[Start Records supplied]

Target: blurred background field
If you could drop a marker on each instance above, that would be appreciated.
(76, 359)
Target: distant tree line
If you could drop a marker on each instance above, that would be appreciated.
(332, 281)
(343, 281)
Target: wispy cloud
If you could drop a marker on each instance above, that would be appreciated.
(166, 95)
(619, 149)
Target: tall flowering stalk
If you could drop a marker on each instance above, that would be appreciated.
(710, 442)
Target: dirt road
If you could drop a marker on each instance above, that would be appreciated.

[End Records supplied]
[Start Records supplied]

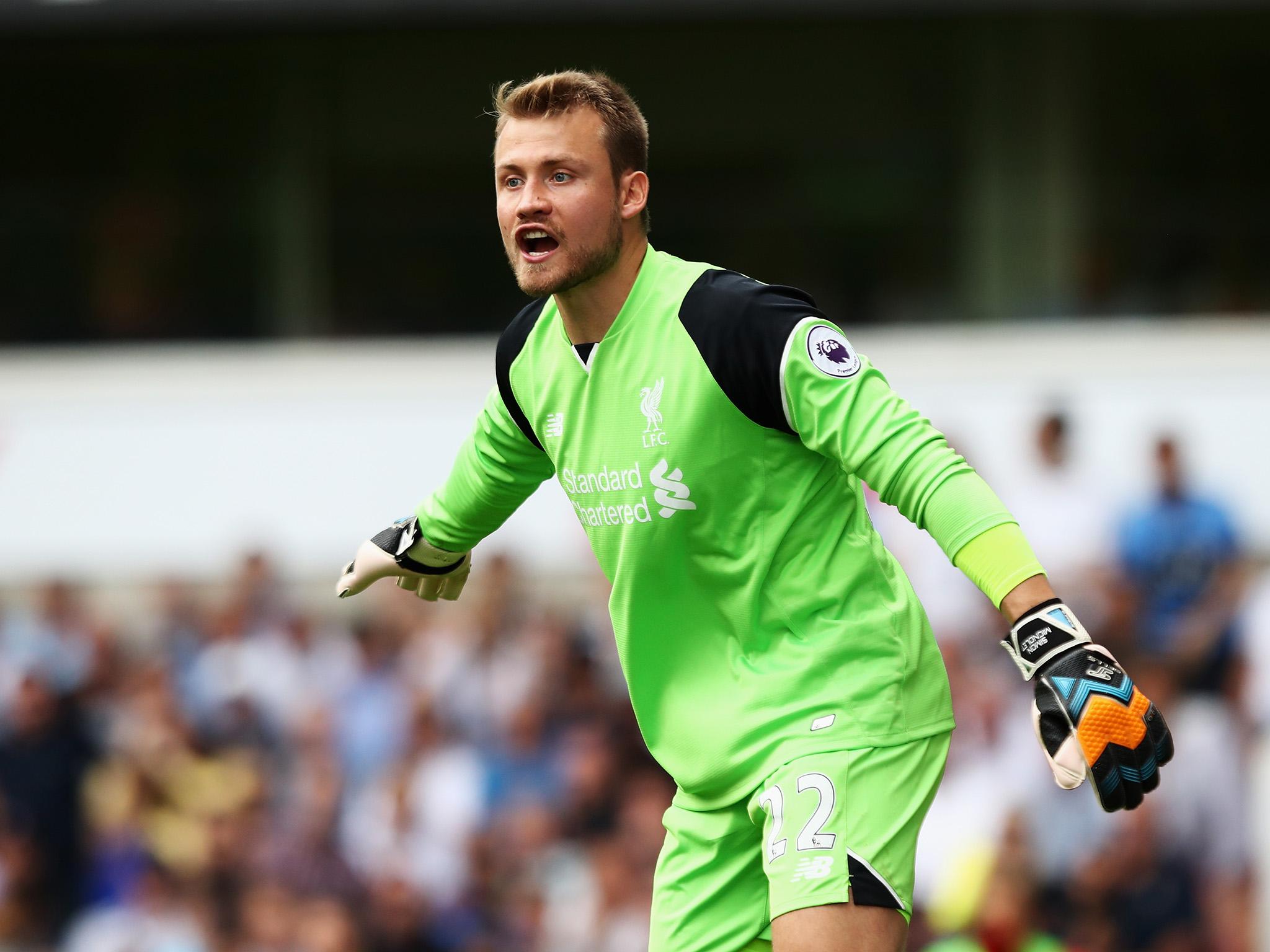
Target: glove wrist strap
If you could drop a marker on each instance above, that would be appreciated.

[End Records supplied]
[Start Records supplied]

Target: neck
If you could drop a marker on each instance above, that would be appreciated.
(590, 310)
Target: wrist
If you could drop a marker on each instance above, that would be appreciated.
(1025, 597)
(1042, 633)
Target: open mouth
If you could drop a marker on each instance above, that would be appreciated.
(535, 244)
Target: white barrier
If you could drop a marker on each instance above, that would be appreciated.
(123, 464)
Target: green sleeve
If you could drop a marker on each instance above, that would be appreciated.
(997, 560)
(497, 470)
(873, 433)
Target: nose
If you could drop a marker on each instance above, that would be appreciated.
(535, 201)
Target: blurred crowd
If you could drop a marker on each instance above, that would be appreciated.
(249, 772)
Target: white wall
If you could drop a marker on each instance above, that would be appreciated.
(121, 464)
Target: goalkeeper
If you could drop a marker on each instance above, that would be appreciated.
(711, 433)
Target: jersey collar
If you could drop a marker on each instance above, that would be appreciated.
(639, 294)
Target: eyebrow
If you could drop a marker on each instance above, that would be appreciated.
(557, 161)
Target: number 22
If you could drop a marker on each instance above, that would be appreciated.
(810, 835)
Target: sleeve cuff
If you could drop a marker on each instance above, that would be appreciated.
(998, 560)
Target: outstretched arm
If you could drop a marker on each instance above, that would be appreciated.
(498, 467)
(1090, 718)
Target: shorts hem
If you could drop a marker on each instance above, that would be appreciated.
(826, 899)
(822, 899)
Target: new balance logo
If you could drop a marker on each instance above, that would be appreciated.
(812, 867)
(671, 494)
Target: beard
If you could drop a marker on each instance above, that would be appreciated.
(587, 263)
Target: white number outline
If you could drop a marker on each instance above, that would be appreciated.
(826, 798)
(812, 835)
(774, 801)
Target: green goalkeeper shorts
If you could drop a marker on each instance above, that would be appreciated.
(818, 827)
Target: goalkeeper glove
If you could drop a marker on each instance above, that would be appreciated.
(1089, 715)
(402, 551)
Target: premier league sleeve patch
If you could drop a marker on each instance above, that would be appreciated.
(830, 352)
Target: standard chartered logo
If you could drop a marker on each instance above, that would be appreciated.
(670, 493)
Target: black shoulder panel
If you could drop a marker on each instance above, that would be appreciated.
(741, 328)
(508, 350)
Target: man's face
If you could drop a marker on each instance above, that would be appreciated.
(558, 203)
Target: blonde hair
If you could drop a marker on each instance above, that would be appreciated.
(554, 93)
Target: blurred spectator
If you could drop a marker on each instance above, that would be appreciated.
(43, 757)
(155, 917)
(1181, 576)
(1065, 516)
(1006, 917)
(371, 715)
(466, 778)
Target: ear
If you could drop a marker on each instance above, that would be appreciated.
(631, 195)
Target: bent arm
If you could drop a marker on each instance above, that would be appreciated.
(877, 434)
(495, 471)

[End Records supplied]

= Problem details =
Count the lines in the rows above that contain the string "white", and reply with the number alone.

= The reply =
3